Ulama’ fiqh juga membagi jual beli yang shahih dari segi mengikat atau tidak.
a.       Akad yang bersifat mengikat bagi kedua belah pihak, sehingga salah satu pihak tidak boleh membatalkan akad itu tanpa seizin pihak lain. Seperti jual beli dan sewa menyewa.
b.      Akad yang tidak bersifat mengikat bagi kedua belah pihak. Seperti pinjam meminjam.

2.      Akad yang tidak Shahih
Akad yang tidak shahih merupakan akad yang terdapat kekurangan pada rukun atau syaratnya. Sehingga akibat hukum tidak berlaku bagi kedua belah pihak yang melakukan akad itu. Madhab Hanafi membagi akad yang tidak shahih ini ke dalam dua macam.
a)      Akad batil, apabila akad itu tidak memenuhi salah satu rukun dan larangan langsung dari syara’. Seperti jual beli yang dilakukan anak kecil.
b)      Akad fasid, akad ini pada dasarnya dibenarkan tetapi sifat yang diakadkan tidak jelas seperti menjula mobil tidak disebitkan merknya, tahunnya, dan sebagainya.[2]

Di atas merupakan macam-macam akad transaksi secara umum. Adapun akad yang biasa dipakai dalam sistem ekonomi syari’ah atau lebih khusus lagi dalam perbankan syari’ah, akan dibahas pada sub bab akad transaksi implikasinya dalam operasionan perbankan syari’ah.

Tantangan
• A. Sebutkan semua macam akad yang diuraikan sebagai butir berhuruf dalam teks tentang macam-macam akad.
• B. Lanjutkan teks tentang macam-macam akad dari bagian terakhirnya.

[Data Tersimpan]
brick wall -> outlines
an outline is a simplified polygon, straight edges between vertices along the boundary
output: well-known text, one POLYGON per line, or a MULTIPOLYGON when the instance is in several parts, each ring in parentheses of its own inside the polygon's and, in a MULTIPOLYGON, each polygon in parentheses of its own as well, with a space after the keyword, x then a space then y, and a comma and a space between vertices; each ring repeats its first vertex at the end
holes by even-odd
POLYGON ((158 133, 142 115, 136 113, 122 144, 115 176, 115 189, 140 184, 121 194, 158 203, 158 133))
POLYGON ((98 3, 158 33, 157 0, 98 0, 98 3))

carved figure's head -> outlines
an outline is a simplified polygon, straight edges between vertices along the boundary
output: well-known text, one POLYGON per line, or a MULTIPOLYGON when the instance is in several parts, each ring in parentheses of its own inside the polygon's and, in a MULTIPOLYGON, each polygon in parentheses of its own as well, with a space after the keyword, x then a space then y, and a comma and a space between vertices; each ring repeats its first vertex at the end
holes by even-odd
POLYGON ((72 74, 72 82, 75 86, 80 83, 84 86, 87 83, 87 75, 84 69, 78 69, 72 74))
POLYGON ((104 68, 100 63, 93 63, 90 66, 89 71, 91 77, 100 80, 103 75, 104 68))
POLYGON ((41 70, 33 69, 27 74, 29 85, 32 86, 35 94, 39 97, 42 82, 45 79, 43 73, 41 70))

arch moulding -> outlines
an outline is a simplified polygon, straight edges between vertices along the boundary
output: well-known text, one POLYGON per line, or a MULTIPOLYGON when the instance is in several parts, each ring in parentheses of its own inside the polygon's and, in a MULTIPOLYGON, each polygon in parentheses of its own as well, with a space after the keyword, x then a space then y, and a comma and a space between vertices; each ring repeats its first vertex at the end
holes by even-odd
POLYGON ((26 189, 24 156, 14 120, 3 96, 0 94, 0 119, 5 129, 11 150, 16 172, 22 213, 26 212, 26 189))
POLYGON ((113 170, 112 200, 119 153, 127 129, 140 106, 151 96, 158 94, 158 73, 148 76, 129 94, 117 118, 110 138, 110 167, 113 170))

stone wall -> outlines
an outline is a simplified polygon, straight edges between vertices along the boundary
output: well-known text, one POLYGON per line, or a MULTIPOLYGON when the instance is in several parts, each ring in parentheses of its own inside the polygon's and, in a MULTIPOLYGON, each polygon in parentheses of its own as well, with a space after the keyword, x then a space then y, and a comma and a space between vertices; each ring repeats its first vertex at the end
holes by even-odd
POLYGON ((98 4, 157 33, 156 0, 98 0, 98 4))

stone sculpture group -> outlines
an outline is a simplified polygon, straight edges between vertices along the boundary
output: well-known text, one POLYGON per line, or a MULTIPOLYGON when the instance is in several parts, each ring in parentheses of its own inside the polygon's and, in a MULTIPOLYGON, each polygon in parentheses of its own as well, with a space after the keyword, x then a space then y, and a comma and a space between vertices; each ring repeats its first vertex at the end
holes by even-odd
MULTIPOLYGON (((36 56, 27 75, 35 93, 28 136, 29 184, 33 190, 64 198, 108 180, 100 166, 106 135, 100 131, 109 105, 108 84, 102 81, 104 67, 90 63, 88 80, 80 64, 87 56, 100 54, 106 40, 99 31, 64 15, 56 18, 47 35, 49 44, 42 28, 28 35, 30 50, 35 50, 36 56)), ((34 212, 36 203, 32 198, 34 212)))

Hasil Akhir
• A.
1. Akad yang bersifat mengikat bagi kedua belah pihak
2. Akad yang tidak bersifat mengikat bagi kedua belah pihak
3. Akad batil
4. Akad fasid

• B.
Hal-hal yang Membatalkan Akad Transaksi
Ulama’ fiqh menyatakan bahwa suatu akad itu dapat menjadi batal atau bisa dikatakan berakhir manakala terjadi hal-hal sebagi berikut ;
1)      Berakhir masa berlaku akad itu, apabila akad itu memiliki tenggang waktu.
2)      Dibatalkan oleh pihak-pihak yang berakad, apabila akad itu mengikat.
3)      Dalam suatu akad yang bersifat mengukat, akad dapt berakhir bila :
a.                   Akad itu fasid
b.                  Berlaku khiyar syarat dan khiyar aib
c.                   Akad itu tidak dilaksanakan oleh satu pihak yang berakad.
d.                  Telah tercapai tujuan akad itu secara sempurna.
4)      Wafat salah satu pihak yang berakad
Namun, menurut M. Ali Hasan dalam buku yang berjudul Berbagai Macam Transaksi dalam Islam, akad itu bisa diteruskan oleh ahli warisnya bila pewaris itu meninggal.[3]

Akad Transaksi Implikasinya dalam Operasional Perbankan Syari’ah
Dalam bank syari’ah, akad yang dilalukan memiliki konsekuensi duniawi dan ukhrawi karena akad yang dilakukan berdasarkan hukum Islam. Seringkali nasabah berani melanggar kesepakatan atau perjanjian yang telah dilakukan bila hukum itu hanya berdasarkan hukum positif belaka, tapi tidak demikian bila perjanjinan tersebut memiliki pertanggungjawaban hingga yaumil qiyamah.
Seperti akad dalam perbankan syari’ah, baik dalam hal barang, pelaku transaksi, maupun ketentuan lainnya harus memenuhi ketentuan akad, seperti :
1.      Rukun, seperti ;
a.       Penjual
b.      Pembeli
c.       Barang
d.      Harga
e.       Akad/ijab qabul

2.      Syarat, seperti ;
a)      Barang dan jasa harus halal sehingga transaksi atas barang dan jasa yang haram menjadi batal demi jukum syari’ah.
b)      Harga barang dan jasa harus jelas.
c)     Tempat penyerahan harus jelas karena akan berdampak pada biaya transportasi.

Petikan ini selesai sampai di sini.